[TASK PROMPT]:
Look through the listing below and report every line that contains "wall".

────────────────────

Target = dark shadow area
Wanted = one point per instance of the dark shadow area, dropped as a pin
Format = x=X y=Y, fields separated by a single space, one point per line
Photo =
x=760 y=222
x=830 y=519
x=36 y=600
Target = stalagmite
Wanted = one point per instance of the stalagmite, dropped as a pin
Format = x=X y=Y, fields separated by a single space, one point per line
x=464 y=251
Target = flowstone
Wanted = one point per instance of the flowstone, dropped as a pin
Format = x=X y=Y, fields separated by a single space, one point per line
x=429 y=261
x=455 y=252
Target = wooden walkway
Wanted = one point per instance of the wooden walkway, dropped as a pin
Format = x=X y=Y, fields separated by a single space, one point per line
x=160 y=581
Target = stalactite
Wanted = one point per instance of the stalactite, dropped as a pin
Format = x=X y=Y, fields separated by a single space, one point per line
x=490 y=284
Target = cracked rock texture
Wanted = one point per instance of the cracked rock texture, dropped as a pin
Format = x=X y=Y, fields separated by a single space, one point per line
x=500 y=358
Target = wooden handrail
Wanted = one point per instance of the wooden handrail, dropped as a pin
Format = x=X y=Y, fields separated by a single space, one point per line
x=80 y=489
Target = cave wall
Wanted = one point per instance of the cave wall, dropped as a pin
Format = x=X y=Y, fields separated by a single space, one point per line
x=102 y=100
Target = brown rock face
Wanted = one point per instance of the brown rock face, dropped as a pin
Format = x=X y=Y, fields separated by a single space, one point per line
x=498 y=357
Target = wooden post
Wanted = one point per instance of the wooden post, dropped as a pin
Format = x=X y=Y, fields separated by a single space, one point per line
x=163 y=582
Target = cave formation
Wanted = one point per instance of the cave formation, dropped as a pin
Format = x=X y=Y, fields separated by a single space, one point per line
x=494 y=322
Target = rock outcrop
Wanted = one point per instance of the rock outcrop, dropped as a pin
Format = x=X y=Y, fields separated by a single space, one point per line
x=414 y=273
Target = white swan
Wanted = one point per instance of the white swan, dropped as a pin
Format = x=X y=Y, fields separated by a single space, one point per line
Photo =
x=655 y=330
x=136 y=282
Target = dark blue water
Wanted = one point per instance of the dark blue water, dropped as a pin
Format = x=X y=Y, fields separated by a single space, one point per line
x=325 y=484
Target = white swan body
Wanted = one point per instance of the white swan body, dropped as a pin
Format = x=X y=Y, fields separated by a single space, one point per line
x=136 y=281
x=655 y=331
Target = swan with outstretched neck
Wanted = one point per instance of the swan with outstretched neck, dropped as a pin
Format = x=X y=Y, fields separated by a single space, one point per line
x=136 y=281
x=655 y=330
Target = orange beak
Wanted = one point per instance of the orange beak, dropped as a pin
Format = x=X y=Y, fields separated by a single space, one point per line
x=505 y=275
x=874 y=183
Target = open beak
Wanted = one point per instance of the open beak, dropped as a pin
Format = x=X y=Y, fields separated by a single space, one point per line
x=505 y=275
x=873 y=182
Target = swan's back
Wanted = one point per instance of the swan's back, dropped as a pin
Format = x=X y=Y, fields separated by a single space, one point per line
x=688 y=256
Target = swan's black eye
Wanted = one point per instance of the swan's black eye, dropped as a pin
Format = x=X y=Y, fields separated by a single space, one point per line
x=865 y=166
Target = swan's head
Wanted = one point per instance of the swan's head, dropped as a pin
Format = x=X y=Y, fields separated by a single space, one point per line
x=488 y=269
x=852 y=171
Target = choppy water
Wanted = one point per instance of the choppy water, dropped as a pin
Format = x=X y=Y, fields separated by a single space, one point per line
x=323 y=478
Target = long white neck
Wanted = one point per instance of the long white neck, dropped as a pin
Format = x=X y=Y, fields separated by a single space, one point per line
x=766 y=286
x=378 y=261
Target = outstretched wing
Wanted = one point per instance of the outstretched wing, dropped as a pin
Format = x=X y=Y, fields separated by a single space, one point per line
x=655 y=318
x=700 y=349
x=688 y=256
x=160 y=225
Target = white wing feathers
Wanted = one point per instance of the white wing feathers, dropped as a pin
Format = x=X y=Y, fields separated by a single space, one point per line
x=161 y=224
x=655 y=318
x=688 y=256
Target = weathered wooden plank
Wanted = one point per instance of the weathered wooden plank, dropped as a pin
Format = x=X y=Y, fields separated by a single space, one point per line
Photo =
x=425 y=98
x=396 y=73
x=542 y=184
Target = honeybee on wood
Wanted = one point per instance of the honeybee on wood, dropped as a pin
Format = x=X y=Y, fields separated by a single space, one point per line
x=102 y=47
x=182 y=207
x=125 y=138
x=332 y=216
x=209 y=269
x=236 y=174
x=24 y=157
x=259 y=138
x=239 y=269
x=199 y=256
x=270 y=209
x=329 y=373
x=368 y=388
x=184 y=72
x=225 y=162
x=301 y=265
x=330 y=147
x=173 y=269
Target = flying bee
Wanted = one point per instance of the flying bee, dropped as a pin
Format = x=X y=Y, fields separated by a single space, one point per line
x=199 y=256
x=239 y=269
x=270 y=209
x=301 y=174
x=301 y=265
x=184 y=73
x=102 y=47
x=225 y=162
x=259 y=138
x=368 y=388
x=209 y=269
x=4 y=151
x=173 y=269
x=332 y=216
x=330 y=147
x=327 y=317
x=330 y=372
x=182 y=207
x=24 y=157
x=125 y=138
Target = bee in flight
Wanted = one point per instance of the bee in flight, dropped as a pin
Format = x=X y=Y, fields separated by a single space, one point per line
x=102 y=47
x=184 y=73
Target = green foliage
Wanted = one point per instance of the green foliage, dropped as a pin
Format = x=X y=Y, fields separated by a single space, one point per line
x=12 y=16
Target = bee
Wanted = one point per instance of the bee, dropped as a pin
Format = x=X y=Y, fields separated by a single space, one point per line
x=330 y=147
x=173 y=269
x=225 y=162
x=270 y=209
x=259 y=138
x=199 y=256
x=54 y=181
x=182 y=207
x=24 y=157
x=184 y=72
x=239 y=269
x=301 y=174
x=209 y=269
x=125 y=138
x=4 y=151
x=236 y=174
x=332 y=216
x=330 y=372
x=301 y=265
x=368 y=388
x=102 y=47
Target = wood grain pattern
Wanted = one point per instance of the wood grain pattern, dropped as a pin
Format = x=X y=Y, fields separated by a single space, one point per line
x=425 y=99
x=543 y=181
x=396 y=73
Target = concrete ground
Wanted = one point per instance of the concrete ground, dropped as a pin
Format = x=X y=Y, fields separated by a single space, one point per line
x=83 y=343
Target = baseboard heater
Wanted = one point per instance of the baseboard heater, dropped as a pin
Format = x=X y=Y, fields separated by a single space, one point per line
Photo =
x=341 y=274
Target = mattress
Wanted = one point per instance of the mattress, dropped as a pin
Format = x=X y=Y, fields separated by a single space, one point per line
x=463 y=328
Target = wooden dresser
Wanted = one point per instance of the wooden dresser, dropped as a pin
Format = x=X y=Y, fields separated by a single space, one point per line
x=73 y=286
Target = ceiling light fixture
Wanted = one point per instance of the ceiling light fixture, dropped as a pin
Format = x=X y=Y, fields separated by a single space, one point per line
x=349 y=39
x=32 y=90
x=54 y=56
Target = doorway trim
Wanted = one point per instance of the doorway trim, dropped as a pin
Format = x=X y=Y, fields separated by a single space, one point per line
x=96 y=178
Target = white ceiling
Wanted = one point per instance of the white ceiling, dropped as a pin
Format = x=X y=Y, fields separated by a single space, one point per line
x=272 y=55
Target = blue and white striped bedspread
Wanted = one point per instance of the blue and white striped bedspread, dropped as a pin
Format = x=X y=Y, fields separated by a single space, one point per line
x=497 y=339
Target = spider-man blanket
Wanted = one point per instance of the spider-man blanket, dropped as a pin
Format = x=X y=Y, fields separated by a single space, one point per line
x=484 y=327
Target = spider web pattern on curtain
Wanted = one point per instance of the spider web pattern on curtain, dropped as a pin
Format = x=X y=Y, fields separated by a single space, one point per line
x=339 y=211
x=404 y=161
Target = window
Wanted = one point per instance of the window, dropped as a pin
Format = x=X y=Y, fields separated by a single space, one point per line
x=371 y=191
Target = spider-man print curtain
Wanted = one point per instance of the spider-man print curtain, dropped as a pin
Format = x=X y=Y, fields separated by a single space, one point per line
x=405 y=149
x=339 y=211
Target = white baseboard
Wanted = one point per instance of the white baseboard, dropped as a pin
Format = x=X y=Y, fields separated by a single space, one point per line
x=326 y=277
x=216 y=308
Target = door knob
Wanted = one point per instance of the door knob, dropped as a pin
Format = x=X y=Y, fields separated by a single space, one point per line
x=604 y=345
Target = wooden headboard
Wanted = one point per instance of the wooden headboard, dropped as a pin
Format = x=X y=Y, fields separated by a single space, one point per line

────────────────────

[OUTPUT FOR THIS TASK]:
Target = cave wall
Wanted = one point per instance of the cave wall, dropped as a pin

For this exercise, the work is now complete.